Instructions for the task. Reproduce verbatim the lines of the entries below, starting at the line that contains "mark the region of the man's mouth, every" and ending at the line that contains "[[118,107],[107,107],[107,109],[111,113],[114,113],[117,108]]", with both of those lines included.

Data supplied.
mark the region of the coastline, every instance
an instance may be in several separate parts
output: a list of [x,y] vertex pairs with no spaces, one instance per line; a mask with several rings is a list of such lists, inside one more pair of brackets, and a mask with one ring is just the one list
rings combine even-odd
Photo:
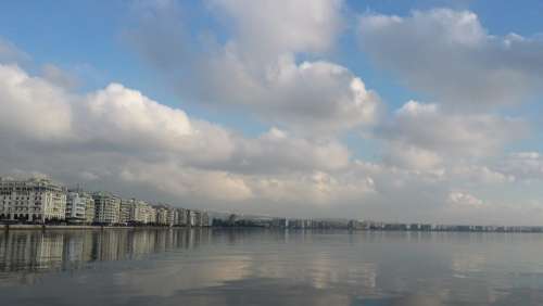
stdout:
[[[171,229],[171,228],[190,228],[190,227],[160,227],[160,226],[58,226],[58,225],[0,225],[0,231],[10,230],[111,230],[111,229]],[[192,227],[209,228],[209,227]]]

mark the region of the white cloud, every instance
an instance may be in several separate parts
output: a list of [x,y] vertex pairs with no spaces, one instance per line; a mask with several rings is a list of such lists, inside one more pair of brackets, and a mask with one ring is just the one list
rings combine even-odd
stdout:
[[28,62],[30,56],[20,50],[15,44],[0,38],[0,64]]
[[146,18],[129,35],[186,100],[227,110],[235,105],[267,123],[313,135],[375,123],[379,97],[352,72],[325,60],[299,60],[306,53],[320,58],[331,46],[341,1],[212,1],[209,7],[231,20],[225,42],[210,34],[193,39],[179,33],[180,26],[164,25],[176,16],[163,8],[152,10],[154,22]]
[[478,208],[484,205],[484,202],[472,194],[454,191],[449,194],[449,203],[454,206]]
[[494,36],[469,11],[366,14],[361,47],[411,88],[449,106],[514,104],[541,92],[543,40]]
[[521,138],[525,123],[496,115],[446,114],[437,104],[409,101],[377,132],[390,142],[386,161],[432,168],[443,162],[473,161],[495,155]]
[[68,183],[220,208],[273,203],[278,195],[291,205],[332,203],[367,186],[326,174],[350,163],[349,150],[334,140],[278,128],[244,138],[121,84],[79,95],[17,66],[0,66],[0,75],[4,174],[41,171]]
[[539,152],[516,152],[501,161],[497,167],[520,180],[543,179],[543,156]]
[[70,97],[14,64],[0,64],[0,133],[41,140],[70,137]]
[[250,56],[326,51],[342,27],[341,0],[209,2],[217,14],[231,18],[239,43]]

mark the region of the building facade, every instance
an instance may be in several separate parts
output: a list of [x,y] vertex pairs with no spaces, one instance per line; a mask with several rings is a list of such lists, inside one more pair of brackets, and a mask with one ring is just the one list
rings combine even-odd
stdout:
[[109,192],[94,192],[94,221],[115,225],[119,222],[121,199]]
[[80,191],[70,191],[66,194],[66,220],[92,224],[93,219],[94,200],[92,196]]
[[49,179],[0,178],[0,219],[47,222],[64,220],[66,189]]

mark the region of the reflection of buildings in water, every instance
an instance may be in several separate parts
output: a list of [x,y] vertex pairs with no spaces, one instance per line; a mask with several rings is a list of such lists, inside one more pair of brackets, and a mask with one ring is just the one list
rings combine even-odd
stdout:
[[122,260],[211,241],[210,229],[0,232],[0,271],[36,271]]

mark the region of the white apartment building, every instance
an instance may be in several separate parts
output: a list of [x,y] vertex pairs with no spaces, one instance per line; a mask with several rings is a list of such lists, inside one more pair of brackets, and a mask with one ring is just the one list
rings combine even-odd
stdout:
[[64,220],[66,189],[49,179],[0,178],[0,219]]
[[114,225],[119,222],[121,199],[109,192],[94,192],[94,221]]
[[66,197],[66,220],[91,224],[94,219],[94,200],[85,192],[70,191]]
[[136,200],[134,199],[123,199],[121,200],[121,208],[119,208],[119,215],[118,215],[118,222],[123,225],[127,225],[130,219],[130,212],[132,211],[132,207],[135,206]]

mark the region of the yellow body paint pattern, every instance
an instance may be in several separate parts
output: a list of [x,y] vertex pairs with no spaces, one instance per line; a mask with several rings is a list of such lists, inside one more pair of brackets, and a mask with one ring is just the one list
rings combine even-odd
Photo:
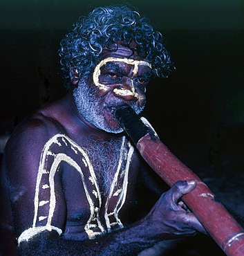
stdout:
[[[111,230],[111,226],[123,227],[118,218],[118,212],[126,198],[129,166],[133,151],[133,147],[130,144],[127,145],[127,147],[129,147],[128,150],[128,148],[124,147],[124,143],[125,138],[124,137],[121,146],[119,166],[113,181],[111,191],[106,203],[104,218],[109,232]],[[129,154],[126,154],[128,152]],[[120,170],[124,157],[126,158],[126,169]],[[80,160],[84,163],[84,170],[82,170],[80,164],[78,164],[80,163]],[[28,241],[35,235],[44,230],[55,230],[59,235],[62,233],[60,228],[52,225],[52,219],[56,204],[58,203],[56,201],[55,176],[59,171],[60,163],[62,161],[71,165],[80,174],[86,199],[90,205],[91,215],[84,228],[88,237],[94,239],[97,235],[106,232],[101,223],[99,215],[102,205],[101,193],[86,149],[79,147],[66,135],[57,134],[47,142],[42,150],[36,183],[32,226],[22,232],[18,239],[19,244],[22,241]],[[122,179],[121,189],[118,188],[118,186],[120,186],[121,183],[121,181],[118,182],[120,179]],[[116,196],[118,203],[113,211],[110,211],[109,200],[115,196]],[[48,214],[46,215],[44,212],[48,212]],[[113,217],[113,223],[109,221],[109,216]]]
[[[109,86],[100,84],[99,82],[99,76],[101,74],[101,66],[105,65],[107,62],[124,62],[129,65],[133,65],[134,68],[133,70],[133,77],[138,73],[138,68],[140,65],[147,66],[151,68],[151,65],[147,62],[142,61],[142,60],[135,60],[133,59],[121,59],[121,58],[114,58],[114,57],[108,57],[102,60],[95,68],[93,72],[93,82],[95,86],[97,86],[100,90],[106,90]],[[122,95],[133,95],[136,98],[138,98],[138,94],[135,92],[135,86],[133,85],[133,80],[131,80],[131,91],[130,90],[125,90],[124,89],[117,89],[115,88],[113,91],[115,94],[119,94]]]

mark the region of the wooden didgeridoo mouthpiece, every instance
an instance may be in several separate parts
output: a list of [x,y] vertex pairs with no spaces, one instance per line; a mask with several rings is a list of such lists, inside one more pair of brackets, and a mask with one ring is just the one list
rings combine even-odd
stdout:
[[194,179],[196,188],[182,196],[208,233],[229,256],[244,255],[244,230],[208,187],[162,143],[150,125],[145,125],[129,106],[119,107],[115,118],[151,168],[169,185]]

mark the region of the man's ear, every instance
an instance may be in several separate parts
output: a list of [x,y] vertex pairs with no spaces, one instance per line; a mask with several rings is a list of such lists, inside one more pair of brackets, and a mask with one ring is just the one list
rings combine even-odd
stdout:
[[79,81],[78,70],[77,68],[71,68],[70,77],[71,83],[74,85],[76,85]]

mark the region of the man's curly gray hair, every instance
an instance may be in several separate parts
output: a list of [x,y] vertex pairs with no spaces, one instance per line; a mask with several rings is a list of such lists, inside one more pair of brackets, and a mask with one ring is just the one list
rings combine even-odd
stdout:
[[151,64],[155,75],[167,77],[174,67],[162,39],[161,33],[131,6],[97,8],[87,17],[80,17],[61,41],[59,53],[66,85],[69,88],[71,70],[77,69],[79,75],[88,75],[97,64],[102,49],[115,45],[111,51],[116,51],[118,41],[126,46],[135,42],[138,55]]

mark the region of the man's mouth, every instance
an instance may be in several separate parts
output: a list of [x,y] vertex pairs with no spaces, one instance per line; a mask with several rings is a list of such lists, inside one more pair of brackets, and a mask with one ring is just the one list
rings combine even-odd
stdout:
[[118,107],[107,107],[107,109],[111,113],[114,113],[117,108]]

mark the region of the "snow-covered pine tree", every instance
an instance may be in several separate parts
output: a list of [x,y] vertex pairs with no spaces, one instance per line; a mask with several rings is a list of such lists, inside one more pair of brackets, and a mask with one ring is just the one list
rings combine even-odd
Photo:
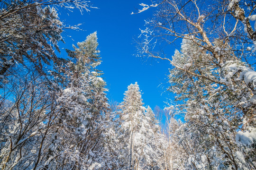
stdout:
[[64,73],[67,85],[57,100],[58,114],[48,141],[52,154],[41,162],[46,168],[87,170],[107,166],[98,162],[97,155],[104,144],[102,122],[109,106],[105,83],[100,76],[101,71],[95,68],[101,63],[98,44],[95,32],[78,42],[78,48],[73,46],[74,51],[67,50],[74,61],[68,63]]
[[143,106],[137,83],[131,84],[119,106],[121,135],[123,146],[119,158],[122,169],[151,169],[157,164],[157,154],[153,143],[158,137],[152,110]]

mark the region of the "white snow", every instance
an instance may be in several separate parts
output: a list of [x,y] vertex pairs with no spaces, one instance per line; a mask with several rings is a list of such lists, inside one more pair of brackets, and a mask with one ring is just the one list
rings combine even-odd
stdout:
[[65,93],[65,94],[70,94],[72,91],[71,88],[66,88],[65,89],[64,89],[64,93]]
[[251,21],[256,21],[256,15],[253,15],[248,17],[248,19]]
[[89,169],[90,170],[98,170],[101,168],[101,164],[98,162],[93,162],[91,165],[90,166]]
[[249,69],[245,72],[244,75],[244,79],[247,85],[250,83],[254,84],[256,83],[256,71]]
[[228,7],[228,9],[229,10],[231,9],[235,3],[238,2],[240,0],[232,0],[229,5],[229,7]]
[[236,141],[238,146],[250,147],[256,143],[256,128],[250,128],[249,131],[239,131],[236,136]]

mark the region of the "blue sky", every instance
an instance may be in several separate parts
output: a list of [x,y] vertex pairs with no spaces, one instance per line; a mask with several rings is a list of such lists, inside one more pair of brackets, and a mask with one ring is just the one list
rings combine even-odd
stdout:
[[[167,61],[134,56],[137,49],[134,39],[140,34],[139,28],[145,28],[144,20],[152,17],[154,9],[130,14],[141,8],[139,3],[150,3],[150,1],[92,0],[91,3],[99,8],[91,9],[83,15],[77,10],[68,12],[68,15],[67,10],[60,11],[61,20],[66,25],[82,23],[80,28],[84,30],[66,30],[64,33],[66,43],[60,44],[60,47],[72,50],[72,44],[84,41],[87,35],[97,31],[102,60],[99,68],[104,73],[110,100],[121,102],[127,86],[137,82],[145,105],[153,109],[156,105],[164,108],[166,98],[173,97],[170,93],[165,93],[168,85],[166,75],[171,65]],[[175,48],[179,47],[170,48],[170,53],[167,54],[170,57]],[[64,51],[61,56],[66,56]]]

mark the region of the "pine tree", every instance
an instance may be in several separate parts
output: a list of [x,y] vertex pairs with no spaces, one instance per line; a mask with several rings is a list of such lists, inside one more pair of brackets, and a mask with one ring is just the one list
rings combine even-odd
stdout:
[[[75,62],[69,62],[66,72],[67,85],[61,90],[57,100],[58,112],[56,127],[53,129],[52,155],[47,156],[50,168],[88,169],[101,167],[97,155],[102,147],[101,133],[104,115],[109,104],[104,91],[105,82],[95,67],[101,61],[97,50],[96,33],[85,42],[68,51]],[[56,157],[55,155],[57,155]]]
[[123,168],[150,169],[157,166],[157,139],[159,137],[156,121],[150,107],[144,107],[137,83],[128,86],[121,103],[121,155]]

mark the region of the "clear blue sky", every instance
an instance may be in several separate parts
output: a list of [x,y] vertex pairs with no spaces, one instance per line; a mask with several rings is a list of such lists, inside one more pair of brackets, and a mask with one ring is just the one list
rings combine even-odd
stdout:
[[[83,15],[77,10],[69,12],[69,15],[67,10],[61,10],[61,20],[71,25],[82,23],[80,28],[84,31],[66,30],[64,33],[66,43],[60,44],[60,47],[72,50],[72,44],[84,41],[87,35],[97,31],[102,60],[99,68],[104,73],[103,76],[109,90],[107,97],[110,100],[121,102],[127,86],[137,82],[145,105],[153,109],[156,105],[163,109],[165,105],[164,102],[172,96],[169,92],[164,93],[169,85],[166,75],[171,65],[167,61],[134,55],[137,52],[134,38],[140,34],[140,28],[145,28],[144,20],[152,17],[152,9],[130,14],[141,8],[139,3],[150,2],[148,0],[92,0],[93,6],[99,9],[91,8]],[[170,57],[175,48],[179,47],[171,47],[168,51]],[[62,51],[61,56],[64,57],[66,53]]]

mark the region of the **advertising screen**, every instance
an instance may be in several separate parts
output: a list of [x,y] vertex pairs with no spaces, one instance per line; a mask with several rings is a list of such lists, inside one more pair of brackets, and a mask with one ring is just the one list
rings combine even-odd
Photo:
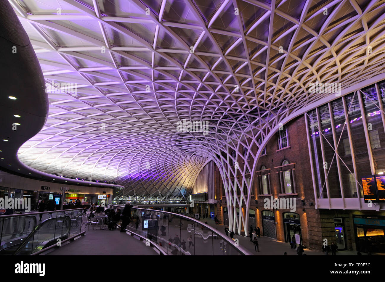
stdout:
[[372,203],[378,203],[377,198],[377,185],[375,178],[373,175],[365,176],[361,179],[362,182],[362,190],[363,198],[365,203],[371,200]]
[[385,202],[385,175],[376,175],[376,184],[377,184],[377,194],[378,202]]

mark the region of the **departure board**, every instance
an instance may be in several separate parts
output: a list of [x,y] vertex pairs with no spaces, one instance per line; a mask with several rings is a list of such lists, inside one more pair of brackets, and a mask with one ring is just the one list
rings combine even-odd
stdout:
[[376,183],[378,202],[385,202],[385,175],[376,175]]
[[366,176],[362,178],[361,181],[365,202],[367,203],[370,200],[372,203],[378,202],[375,177],[373,175]]

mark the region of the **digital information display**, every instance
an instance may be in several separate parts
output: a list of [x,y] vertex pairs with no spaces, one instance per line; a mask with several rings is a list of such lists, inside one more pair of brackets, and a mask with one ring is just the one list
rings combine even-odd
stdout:
[[385,202],[385,175],[376,175],[376,184],[378,202]]
[[372,203],[378,203],[377,185],[375,177],[373,175],[366,176],[361,179],[361,181],[362,182],[362,190],[365,202],[368,203],[370,200]]

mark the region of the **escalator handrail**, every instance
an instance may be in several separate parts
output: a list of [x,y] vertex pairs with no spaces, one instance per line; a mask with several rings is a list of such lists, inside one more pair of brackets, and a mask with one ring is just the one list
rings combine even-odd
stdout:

Written reply.
mark the region of the man's mouth, every instance
an instance may be in several separate parts
output: a list of [x,y] vertex pairs with no spaces, one instance per line; a mask with several rings is a list of such lists, inside one more pair of brackets, and a mask with one ring is just the one list
rings combine even-odd
stdout:
[[118,107],[107,107],[107,109],[111,113],[114,113],[117,108]]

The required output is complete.